▸ Task goal
From the records below, copy out exactly the lines from the one containing "Quickstart: pass the" to the one containing "Target: satellite dish antenna", both included. Add nothing else.

▸ Input data
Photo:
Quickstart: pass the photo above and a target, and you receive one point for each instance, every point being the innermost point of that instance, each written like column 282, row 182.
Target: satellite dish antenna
---
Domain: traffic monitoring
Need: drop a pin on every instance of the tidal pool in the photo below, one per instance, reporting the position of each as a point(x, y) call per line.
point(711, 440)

▸ Reply
Quickstart: pass the photo above and a target, and you receive one point for each instance, every point being the innermost point of that instance, each written like column 282, row 182.
Target: satellite dish antenna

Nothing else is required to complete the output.